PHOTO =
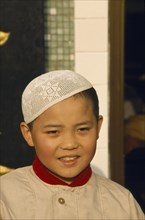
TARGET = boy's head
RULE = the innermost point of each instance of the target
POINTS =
(48, 89)
(62, 107)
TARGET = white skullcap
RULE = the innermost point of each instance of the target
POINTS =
(48, 89)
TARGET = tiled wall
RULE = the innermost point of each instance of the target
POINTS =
(59, 34)
(91, 60)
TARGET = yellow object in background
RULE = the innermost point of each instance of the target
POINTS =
(4, 36)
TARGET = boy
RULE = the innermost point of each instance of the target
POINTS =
(62, 122)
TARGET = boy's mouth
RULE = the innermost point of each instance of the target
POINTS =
(68, 158)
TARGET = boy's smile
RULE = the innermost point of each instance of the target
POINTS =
(65, 137)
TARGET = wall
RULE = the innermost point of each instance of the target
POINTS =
(91, 60)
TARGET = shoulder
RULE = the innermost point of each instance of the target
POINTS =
(13, 180)
(108, 186)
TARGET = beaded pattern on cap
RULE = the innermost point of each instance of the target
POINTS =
(49, 89)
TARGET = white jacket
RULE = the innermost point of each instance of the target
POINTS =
(25, 196)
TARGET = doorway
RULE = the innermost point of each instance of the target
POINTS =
(127, 70)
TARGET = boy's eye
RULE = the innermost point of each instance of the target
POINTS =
(83, 129)
(53, 132)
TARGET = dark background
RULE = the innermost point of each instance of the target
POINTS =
(21, 59)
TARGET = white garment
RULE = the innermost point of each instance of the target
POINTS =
(25, 196)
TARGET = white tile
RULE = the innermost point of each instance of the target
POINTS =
(91, 8)
(102, 91)
(91, 35)
(94, 66)
(102, 142)
(100, 162)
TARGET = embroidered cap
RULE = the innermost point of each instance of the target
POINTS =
(48, 89)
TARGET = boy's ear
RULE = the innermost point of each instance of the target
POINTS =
(26, 134)
(100, 121)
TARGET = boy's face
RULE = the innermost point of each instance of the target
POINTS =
(65, 137)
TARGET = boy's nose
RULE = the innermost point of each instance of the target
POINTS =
(69, 142)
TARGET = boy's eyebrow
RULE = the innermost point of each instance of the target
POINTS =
(84, 123)
(60, 126)
(52, 125)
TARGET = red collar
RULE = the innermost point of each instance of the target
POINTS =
(42, 172)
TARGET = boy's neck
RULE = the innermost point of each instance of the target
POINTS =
(45, 175)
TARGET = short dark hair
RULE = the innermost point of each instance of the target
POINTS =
(92, 95)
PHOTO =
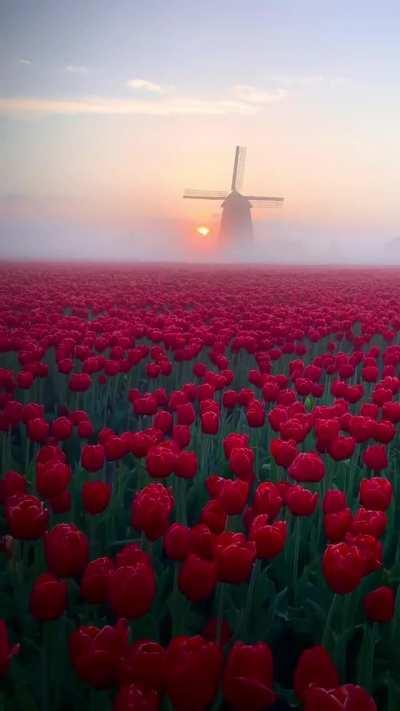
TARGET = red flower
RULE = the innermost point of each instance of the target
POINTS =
(66, 550)
(232, 440)
(314, 668)
(269, 539)
(26, 516)
(375, 457)
(198, 578)
(136, 697)
(248, 677)
(379, 604)
(337, 524)
(95, 580)
(95, 652)
(307, 466)
(151, 509)
(210, 422)
(160, 461)
(61, 428)
(241, 462)
(235, 562)
(283, 451)
(343, 567)
(341, 448)
(267, 499)
(93, 457)
(376, 493)
(186, 465)
(48, 597)
(38, 429)
(6, 652)
(192, 671)
(334, 500)
(131, 590)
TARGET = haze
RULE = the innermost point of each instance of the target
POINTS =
(108, 111)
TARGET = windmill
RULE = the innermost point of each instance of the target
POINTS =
(236, 226)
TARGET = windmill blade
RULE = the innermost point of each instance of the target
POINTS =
(205, 194)
(238, 168)
(261, 201)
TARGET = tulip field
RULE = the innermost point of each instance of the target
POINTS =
(200, 488)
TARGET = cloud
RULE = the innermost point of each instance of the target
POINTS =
(143, 84)
(31, 107)
(252, 95)
(76, 69)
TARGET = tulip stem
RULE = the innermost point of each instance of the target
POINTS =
(328, 623)
(220, 612)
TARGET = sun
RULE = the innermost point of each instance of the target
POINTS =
(203, 230)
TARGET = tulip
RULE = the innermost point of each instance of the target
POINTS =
(193, 667)
(343, 567)
(131, 590)
(95, 652)
(26, 516)
(314, 668)
(269, 538)
(198, 578)
(151, 509)
(307, 466)
(93, 457)
(376, 493)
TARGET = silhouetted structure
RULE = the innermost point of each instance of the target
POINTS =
(236, 226)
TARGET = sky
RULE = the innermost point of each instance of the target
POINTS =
(109, 110)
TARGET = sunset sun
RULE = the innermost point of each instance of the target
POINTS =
(203, 231)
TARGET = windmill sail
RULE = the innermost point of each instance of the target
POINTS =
(205, 194)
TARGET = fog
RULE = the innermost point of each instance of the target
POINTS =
(275, 241)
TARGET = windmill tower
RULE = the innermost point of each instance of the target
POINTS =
(236, 226)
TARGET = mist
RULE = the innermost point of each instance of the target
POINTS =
(275, 241)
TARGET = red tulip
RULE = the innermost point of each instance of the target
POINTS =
(131, 590)
(95, 652)
(151, 509)
(26, 516)
(343, 567)
(95, 580)
(192, 671)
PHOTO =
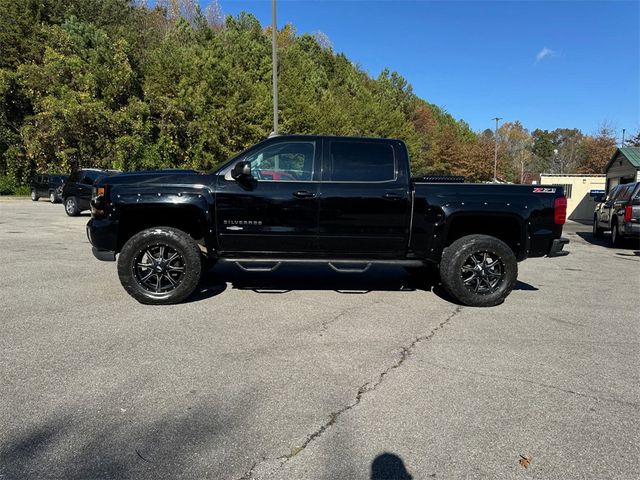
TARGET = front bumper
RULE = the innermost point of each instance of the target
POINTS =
(104, 255)
(557, 246)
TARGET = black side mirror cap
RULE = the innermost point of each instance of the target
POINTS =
(241, 170)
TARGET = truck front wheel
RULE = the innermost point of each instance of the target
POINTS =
(478, 270)
(160, 266)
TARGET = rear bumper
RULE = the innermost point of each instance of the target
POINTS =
(557, 246)
(103, 237)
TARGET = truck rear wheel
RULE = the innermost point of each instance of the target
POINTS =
(160, 266)
(478, 270)
(71, 206)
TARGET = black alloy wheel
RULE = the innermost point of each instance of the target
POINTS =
(478, 270)
(482, 273)
(160, 266)
(71, 207)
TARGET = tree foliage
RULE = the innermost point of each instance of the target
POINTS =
(115, 83)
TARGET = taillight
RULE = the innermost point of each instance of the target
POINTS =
(98, 202)
(560, 210)
(627, 213)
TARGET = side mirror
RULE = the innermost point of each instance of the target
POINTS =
(241, 170)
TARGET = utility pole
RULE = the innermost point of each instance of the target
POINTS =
(495, 157)
(274, 58)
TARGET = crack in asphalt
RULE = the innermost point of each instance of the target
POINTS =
(539, 384)
(405, 353)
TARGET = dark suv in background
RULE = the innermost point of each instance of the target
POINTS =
(76, 192)
(47, 185)
(620, 212)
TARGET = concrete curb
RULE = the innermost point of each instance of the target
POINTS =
(9, 198)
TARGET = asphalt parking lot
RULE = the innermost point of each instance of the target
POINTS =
(310, 374)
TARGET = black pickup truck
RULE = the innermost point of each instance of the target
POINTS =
(346, 202)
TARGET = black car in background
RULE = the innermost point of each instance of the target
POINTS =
(47, 185)
(620, 213)
(76, 192)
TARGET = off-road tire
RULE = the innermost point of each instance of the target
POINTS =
(455, 256)
(176, 240)
(71, 206)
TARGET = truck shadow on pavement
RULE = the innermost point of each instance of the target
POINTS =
(379, 278)
(388, 466)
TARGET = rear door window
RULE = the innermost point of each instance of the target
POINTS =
(361, 161)
(625, 193)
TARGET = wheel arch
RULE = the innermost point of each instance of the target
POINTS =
(188, 218)
(510, 228)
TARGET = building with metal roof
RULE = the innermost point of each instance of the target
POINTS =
(624, 167)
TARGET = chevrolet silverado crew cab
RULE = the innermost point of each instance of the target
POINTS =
(346, 202)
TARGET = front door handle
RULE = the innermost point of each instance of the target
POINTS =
(304, 194)
(392, 196)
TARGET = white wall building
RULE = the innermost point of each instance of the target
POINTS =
(581, 191)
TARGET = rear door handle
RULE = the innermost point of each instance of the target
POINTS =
(392, 196)
(304, 194)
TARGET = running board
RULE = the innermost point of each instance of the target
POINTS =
(339, 265)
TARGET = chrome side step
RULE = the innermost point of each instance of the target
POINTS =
(340, 265)
(257, 268)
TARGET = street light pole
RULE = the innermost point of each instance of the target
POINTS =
(274, 58)
(495, 156)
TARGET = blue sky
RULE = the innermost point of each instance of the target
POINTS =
(547, 64)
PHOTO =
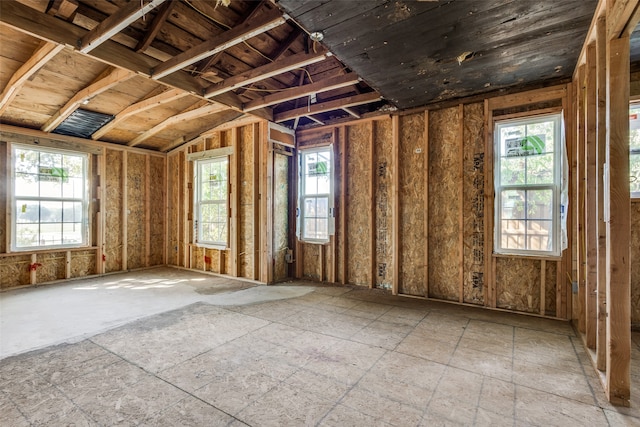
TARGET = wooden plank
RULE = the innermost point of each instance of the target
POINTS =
(106, 80)
(125, 210)
(590, 209)
(461, 192)
(165, 97)
(40, 57)
(221, 42)
(372, 206)
(154, 29)
(322, 107)
(601, 312)
(395, 196)
(234, 201)
(185, 116)
(425, 166)
(114, 23)
(264, 72)
(618, 285)
(320, 86)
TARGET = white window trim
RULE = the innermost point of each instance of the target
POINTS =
(12, 199)
(557, 187)
(197, 158)
(302, 197)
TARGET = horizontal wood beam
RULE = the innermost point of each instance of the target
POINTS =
(232, 37)
(165, 97)
(113, 24)
(302, 91)
(40, 57)
(173, 120)
(336, 104)
(108, 79)
(264, 72)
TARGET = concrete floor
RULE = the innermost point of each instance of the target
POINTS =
(167, 347)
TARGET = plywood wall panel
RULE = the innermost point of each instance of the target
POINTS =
(383, 167)
(518, 284)
(136, 212)
(358, 213)
(411, 192)
(635, 263)
(473, 206)
(157, 210)
(14, 271)
(113, 217)
(444, 204)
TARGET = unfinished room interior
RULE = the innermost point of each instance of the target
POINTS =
(320, 212)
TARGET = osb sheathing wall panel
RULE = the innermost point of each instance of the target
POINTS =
(383, 167)
(83, 263)
(157, 210)
(473, 206)
(113, 206)
(411, 192)
(245, 204)
(136, 212)
(280, 217)
(14, 271)
(54, 266)
(444, 204)
(358, 196)
(635, 263)
(518, 284)
(4, 182)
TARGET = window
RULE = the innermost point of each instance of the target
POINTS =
(528, 181)
(211, 201)
(634, 149)
(50, 198)
(316, 201)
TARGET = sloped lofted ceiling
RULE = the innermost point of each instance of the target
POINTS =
(161, 73)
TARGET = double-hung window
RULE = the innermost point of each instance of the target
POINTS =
(315, 210)
(212, 201)
(528, 185)
(49, 198)
(634, 149)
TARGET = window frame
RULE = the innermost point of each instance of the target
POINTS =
(302, 197)
(556, 187)
(197, 202)
(13, 198)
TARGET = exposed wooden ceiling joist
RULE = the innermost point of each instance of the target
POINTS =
(115, 23)
(238, 34)
(108, 79)
(165, 97)
(182, 117)
(40, 57)
(302, 91)
(264, 72)
(350, 101)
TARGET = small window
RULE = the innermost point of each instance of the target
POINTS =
(634, 149)
(212, 201)
(50, 199)
(528, 183)
(315, 210)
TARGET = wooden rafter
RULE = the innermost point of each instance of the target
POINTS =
(108, 79)
(336, 104)
(302, 91)
(153, 30)
(144, 105)
(40, 57)
(238, 34)
(264, 72)
(115, 23)
(178, 118)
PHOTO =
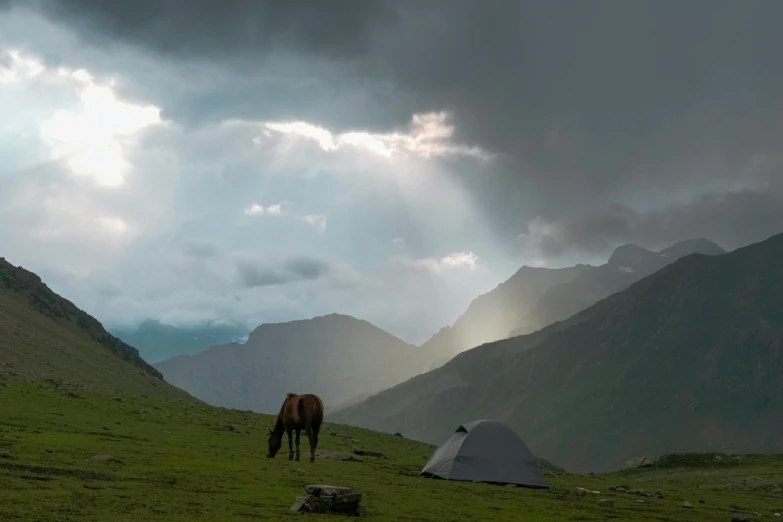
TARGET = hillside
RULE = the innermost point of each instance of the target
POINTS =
(335, 356)
(157, 341)
(46, 337)
(687, 359)
(493, 315)
(535, 297)
(627, 264)
(177, 461)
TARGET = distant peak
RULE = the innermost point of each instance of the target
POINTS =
(628, 255)
(692, 246)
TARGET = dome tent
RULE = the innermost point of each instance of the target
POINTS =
(485, 451)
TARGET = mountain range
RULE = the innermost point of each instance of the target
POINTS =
(338, 357)
(44, 337)
(535, 297)
(689, 358)
(157, 341)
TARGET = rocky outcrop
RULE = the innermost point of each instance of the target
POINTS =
(329, 499)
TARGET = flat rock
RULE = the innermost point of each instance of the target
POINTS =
(103, 457)
(327, 491)
(336, 455)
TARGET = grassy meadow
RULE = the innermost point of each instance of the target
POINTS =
(178, 460)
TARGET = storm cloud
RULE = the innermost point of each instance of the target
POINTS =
(571, 127)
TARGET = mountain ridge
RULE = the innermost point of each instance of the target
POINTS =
(690, 357)
(44, 336)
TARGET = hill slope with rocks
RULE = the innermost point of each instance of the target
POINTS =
(46, 337)
(157, 341)
(535, 297)
(337, 357)
(627, 264)
(687, 359)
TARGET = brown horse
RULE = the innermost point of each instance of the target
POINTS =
(299, 412)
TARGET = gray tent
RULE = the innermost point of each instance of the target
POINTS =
(485, 451)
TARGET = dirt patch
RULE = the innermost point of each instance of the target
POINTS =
(62, 472)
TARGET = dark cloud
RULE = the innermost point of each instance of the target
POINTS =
(253, 273)
(587, 103)
(732, 220)
(200, 249)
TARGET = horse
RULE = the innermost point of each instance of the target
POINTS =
(298, 412)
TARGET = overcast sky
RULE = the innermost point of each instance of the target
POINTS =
(266, 161)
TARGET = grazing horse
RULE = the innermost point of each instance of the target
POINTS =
(299, 412)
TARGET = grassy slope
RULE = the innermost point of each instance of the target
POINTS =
(688, 359)
(174, 466)
(36, 347)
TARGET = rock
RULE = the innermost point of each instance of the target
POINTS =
(326, 491)
(103, 457)
(329, 499)
(365, 453)
(336, 455)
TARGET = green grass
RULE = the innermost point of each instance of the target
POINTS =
(173, 465)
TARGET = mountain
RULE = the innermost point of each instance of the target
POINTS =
(627, 264)
(44, 337)
(338, 357)
(689, 358)
(157, 341)
(493, 315)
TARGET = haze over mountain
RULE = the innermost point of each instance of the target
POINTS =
(44, 337)
(535, 297)
(262, 162)
(687, 359)
(157, 341)
(338, 357)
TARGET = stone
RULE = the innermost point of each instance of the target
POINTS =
(326, 491)
(103, 457)
(365, 453)
(322, 498)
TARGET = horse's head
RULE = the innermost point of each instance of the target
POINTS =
(275, 443)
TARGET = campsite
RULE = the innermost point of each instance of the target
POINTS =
(68, 455)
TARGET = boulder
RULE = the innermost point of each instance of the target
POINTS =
(329, 499)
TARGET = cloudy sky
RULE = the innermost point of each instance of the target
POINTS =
(266, 161)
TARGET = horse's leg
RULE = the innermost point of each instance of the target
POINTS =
(315, 445)
(310, 438)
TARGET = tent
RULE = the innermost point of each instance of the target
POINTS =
(485, 451)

Directions: Transcribe exactly, and only, the lines from the one bearing "TARGET = dark cloud" through the last line of the entries, counting both.

Written answer:
TARGET = dark cloud
RULE = the innermost point of each instance of the target
POINTS =
(253, 273)
(587, 103)
(732, 220)
(200, 249)
TARGET = horse
RULE = the innermost point of each instance of the target
POINTS =
(298, 412)
TARGET = overcast sky
RULE = the innermost point of each instance of the target
POINTS =
(266, 161)
TARGET = grazing horse
RULE = the innermost point of each instance of the target
POINTS =
(299, 412)
TARGET = grassy slope
RULE = the innermost point of each instance of the target
POINTS =
(688, 359)
(174, 466)
(36, 347)
TARGET = rock
RULE = the innermost point of each instance of the target
POINTS =
(326, 491)
(103, 457)
(329, 499)
(365, 453)
(336, 455)
TARGET = green grass
RULE = the innermost point of each instance of the target
POINTS =
(173, 465)
TARGET = mountain
RULE = the innermost point of each instance of the target
POINTS =
(627, 264)
(44, 337)
(338, 357)
(689, 358)
(157, 341)
(493, 315)
TARGET = haze over mountain
RULE = the innermost point of each instance of the target
POINTS =
(44, 337)
(535, 297)
(262, 162)
(687, 359)
(157, 341)
(338, 357)
TARGET = stone
RULE = the innermost point of each instance of the target
POINTS =
(326, 491)
(103, 457)
(365, 453)
(322, 498)
TARGET = horse's head
RULE = the innermost point of each instance of the target
POINTS =
(275, 443)
TARGET = campsite
RULE = the innermost point of each instance of the target
POINTS =
(68, 455)
TARGET = boulder
RULE = the innermost point of each instance of the target
POINTS =
(329, 499)
TARGET = cloudy sky
RULE = the innermost point of each instance of the target
POINTS =
(266, 161)
TARGET = horse's leg
RULE = the innermost point of each instance of the target
POINTS =
(315, 445)
(310, 438)
TARGET = tent
RULE = the innermost point of each instance of the target
POINTS =
(485, 451)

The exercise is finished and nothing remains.